Фрагмент текста:
- Я никогда не равнялась ни на кого, не творила себе кумиров, стараясь просто самовыражаться через свое творчество. До сих пор поиск своего места в мире моды не является для меня самоцелью. Получится – хорошо, нет – есть другие ценности в жизни!
- Вначале я занималась визуальным мерчандайзингом в ЦУМе, потом после защиты диплома Татьяна Михалкова (68) попросила меня представлять Россию в Каннах. Я сделала коллекцию, фотографии которой попали к Алёне Долецкой (60), и меня попросили привезти вещи в редакцию Vogue. До сих пор с улыбкой вспоминаю, с каким волнением я, молодая девчонка, складывала все наряды в чемодан и везла их редакцию Vogue на метро! Отвезла их на Большую Дмитровку, а уже через два часа мне звонят и сообщают, что вещи уже забрали на съемку! Все развивалось очень быстро. Стремительно! Но сказать по правде, я не пожелала бы такого стремительного старта начинающим дизайнерам. К успеху нужно приходить постепенно, накапливая за плечами опыт − общения, умения разбираться в людях, вести дело. А меня просто волею судеб забросило в самую гущу событий фэшн-бизнеса начала 2000-х, к чему я совершенно не была готова.

Рабочее задание A:
Чем рассказчица занималась в ЦУМе, согласно фрагменту?
Рабочее задание B:
Повторите без изменений часть фрагмента, которая начинается со слов «- Вначале я», и остановитесь после слов «не была готова.».
Для работы эти данные не нужны.

Записанные данные:
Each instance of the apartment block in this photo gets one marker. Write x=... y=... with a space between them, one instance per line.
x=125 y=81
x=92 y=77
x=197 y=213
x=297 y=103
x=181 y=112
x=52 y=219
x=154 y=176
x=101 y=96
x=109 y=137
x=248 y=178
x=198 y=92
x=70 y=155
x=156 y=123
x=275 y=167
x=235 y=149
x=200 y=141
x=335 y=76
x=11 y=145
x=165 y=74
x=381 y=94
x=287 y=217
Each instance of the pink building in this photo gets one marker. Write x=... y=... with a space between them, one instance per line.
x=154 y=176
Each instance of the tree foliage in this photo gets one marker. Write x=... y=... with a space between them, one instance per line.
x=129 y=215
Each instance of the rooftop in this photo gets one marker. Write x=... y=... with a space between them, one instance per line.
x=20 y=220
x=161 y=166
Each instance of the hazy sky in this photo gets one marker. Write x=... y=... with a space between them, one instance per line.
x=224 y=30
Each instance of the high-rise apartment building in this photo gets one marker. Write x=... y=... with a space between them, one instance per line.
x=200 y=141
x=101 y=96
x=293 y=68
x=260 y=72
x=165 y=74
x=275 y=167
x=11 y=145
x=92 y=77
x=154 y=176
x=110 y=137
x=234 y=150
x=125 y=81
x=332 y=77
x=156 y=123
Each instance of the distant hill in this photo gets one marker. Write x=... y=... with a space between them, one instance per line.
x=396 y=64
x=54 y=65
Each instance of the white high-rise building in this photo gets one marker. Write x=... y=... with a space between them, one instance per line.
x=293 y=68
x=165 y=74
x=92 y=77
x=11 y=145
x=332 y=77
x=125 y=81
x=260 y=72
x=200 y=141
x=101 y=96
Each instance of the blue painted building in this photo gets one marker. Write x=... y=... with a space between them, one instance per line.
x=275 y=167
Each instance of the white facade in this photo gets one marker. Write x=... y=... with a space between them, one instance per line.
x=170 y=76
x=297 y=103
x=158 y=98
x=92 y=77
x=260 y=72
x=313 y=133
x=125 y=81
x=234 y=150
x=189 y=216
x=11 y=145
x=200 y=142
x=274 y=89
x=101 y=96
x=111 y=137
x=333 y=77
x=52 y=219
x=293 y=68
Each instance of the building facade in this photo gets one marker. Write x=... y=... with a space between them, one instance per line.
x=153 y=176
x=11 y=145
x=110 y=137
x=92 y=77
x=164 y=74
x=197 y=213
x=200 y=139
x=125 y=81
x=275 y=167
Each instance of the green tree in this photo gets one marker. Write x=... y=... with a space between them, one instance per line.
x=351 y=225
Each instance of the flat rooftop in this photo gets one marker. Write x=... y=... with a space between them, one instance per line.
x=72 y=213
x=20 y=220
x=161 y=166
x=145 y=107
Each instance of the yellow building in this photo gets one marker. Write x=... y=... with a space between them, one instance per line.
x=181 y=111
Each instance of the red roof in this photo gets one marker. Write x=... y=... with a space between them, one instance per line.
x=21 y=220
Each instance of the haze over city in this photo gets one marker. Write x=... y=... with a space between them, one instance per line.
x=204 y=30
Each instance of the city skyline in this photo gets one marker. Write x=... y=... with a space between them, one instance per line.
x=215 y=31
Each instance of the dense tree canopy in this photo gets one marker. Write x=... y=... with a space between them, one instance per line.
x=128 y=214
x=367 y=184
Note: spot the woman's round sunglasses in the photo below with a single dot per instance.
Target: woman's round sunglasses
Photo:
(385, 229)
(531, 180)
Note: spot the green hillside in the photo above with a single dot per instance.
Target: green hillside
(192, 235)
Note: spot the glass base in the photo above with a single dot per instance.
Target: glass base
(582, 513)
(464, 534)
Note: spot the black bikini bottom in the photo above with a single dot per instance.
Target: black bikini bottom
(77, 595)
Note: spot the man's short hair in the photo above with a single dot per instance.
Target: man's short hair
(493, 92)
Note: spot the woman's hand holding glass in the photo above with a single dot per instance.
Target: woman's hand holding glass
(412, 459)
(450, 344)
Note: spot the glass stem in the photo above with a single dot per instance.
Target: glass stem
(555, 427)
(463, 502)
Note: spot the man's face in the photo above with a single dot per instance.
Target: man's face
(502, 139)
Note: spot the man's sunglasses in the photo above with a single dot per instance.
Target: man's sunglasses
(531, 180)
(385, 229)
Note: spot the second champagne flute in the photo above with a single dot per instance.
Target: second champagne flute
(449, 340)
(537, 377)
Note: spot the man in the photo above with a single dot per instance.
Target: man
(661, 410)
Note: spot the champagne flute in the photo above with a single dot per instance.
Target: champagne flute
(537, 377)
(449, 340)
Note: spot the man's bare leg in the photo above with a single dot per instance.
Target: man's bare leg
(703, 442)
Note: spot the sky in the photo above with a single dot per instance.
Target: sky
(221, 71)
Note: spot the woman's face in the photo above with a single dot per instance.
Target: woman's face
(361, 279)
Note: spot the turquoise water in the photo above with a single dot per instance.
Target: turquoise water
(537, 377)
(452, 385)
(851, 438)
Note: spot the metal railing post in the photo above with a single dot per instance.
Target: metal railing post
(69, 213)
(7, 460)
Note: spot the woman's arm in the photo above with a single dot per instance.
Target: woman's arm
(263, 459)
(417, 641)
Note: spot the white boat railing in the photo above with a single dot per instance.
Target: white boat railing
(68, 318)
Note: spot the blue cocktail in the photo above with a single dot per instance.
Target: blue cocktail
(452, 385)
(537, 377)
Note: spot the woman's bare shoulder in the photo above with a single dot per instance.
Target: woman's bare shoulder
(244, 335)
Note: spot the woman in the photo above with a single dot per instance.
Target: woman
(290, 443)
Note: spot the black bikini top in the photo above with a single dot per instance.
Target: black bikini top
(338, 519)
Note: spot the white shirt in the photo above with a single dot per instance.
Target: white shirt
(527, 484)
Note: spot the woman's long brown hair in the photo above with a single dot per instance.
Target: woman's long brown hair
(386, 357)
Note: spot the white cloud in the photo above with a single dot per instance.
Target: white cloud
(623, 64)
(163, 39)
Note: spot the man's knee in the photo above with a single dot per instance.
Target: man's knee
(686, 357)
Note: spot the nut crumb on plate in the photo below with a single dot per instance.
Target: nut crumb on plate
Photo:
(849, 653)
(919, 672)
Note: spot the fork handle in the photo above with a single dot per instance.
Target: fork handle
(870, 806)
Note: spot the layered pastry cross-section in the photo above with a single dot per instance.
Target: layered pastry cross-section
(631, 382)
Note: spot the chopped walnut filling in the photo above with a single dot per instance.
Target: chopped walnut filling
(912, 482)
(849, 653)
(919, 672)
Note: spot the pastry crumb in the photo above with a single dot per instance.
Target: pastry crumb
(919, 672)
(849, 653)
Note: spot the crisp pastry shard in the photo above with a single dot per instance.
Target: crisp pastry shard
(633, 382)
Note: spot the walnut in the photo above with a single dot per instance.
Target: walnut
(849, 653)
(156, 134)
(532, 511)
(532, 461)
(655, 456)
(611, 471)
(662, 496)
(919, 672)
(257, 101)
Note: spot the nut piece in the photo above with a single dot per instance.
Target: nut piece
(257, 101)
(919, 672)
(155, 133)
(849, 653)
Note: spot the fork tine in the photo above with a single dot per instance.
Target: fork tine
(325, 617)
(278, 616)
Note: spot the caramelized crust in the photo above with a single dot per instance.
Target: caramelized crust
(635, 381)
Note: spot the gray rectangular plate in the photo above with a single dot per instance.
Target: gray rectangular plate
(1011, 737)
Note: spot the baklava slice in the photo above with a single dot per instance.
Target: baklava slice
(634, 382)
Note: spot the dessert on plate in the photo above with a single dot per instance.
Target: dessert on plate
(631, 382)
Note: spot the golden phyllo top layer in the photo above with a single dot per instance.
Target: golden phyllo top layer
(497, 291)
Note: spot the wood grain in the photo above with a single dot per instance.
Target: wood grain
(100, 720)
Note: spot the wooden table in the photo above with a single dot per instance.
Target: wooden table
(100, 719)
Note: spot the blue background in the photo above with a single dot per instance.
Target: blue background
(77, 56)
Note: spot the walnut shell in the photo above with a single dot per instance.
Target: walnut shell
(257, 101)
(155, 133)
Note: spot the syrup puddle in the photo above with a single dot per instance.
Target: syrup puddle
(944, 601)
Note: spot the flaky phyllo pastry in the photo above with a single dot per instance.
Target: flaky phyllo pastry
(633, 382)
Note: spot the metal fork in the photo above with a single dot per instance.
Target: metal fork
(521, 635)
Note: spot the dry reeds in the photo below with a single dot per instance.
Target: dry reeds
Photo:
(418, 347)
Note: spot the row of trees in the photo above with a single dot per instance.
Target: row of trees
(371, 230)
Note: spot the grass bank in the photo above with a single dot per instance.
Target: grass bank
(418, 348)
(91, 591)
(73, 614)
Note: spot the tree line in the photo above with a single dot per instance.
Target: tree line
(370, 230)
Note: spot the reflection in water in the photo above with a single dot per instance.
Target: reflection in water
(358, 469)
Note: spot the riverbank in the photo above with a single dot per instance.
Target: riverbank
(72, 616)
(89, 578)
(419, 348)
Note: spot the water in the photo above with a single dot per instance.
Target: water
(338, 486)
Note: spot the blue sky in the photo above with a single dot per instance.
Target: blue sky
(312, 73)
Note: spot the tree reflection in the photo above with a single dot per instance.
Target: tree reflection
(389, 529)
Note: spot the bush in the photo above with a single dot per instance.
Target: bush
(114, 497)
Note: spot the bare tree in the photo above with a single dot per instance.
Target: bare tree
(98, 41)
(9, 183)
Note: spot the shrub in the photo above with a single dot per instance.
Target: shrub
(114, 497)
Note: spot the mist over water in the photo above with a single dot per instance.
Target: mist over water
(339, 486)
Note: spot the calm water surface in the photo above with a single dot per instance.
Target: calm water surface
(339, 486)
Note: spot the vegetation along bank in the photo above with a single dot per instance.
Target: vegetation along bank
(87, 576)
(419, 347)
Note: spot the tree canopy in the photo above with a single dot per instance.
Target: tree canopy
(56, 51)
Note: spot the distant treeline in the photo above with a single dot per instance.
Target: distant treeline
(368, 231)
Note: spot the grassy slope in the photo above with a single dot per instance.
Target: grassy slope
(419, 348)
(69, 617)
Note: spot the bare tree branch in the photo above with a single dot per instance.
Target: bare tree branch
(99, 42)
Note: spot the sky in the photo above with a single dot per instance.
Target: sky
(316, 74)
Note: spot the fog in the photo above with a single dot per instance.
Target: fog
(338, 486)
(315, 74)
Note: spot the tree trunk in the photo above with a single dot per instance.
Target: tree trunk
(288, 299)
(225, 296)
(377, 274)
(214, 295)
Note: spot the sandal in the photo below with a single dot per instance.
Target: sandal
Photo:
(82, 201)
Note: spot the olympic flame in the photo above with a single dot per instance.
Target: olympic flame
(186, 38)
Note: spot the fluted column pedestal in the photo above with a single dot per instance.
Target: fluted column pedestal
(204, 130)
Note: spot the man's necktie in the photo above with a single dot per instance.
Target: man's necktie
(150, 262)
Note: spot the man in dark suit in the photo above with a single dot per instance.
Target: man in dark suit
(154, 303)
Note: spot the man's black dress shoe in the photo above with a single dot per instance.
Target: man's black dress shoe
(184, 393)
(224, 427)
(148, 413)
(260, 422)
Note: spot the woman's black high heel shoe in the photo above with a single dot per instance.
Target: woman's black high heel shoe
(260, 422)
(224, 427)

Результат A:
Визуальным мерчандайзингом.

Результат B:
- Вначале я занималась визуальным мерчандайзингом в ЦУМе, потом после защиты диплома Татьяна Михалкова (68) попросила меня представлять Россию в Каннах. Я сделала коллекцию, фотографии которой попали к Алёне Долецкой (60), и меня попросили привезти вещи в редакцию Vogue. До сих пор с улыбкой вспоминаю, с каким волнением я, молодая девчонка, складывала все наряды в чемодан и везла их редакцию Vogue на метро! Отвезла их на Большую Дмитровку, а уже через два часа мне звонят и сообщают, что вещи уже забрали на съемку! Все развивалось очень быстро. Стремительно! Но сказать по правде, я не пожелала бы такого стремительного старта начинающим дизайнерам. К успеху нужно приходить постепенно, накапливая за плечами опыт − общения, умения разбираться в людях, вести дело. А меня просто волею судеб забросило в самую гущу событий фэшн-бизнеса начала 2000-х, к чему я совершенно не была готова.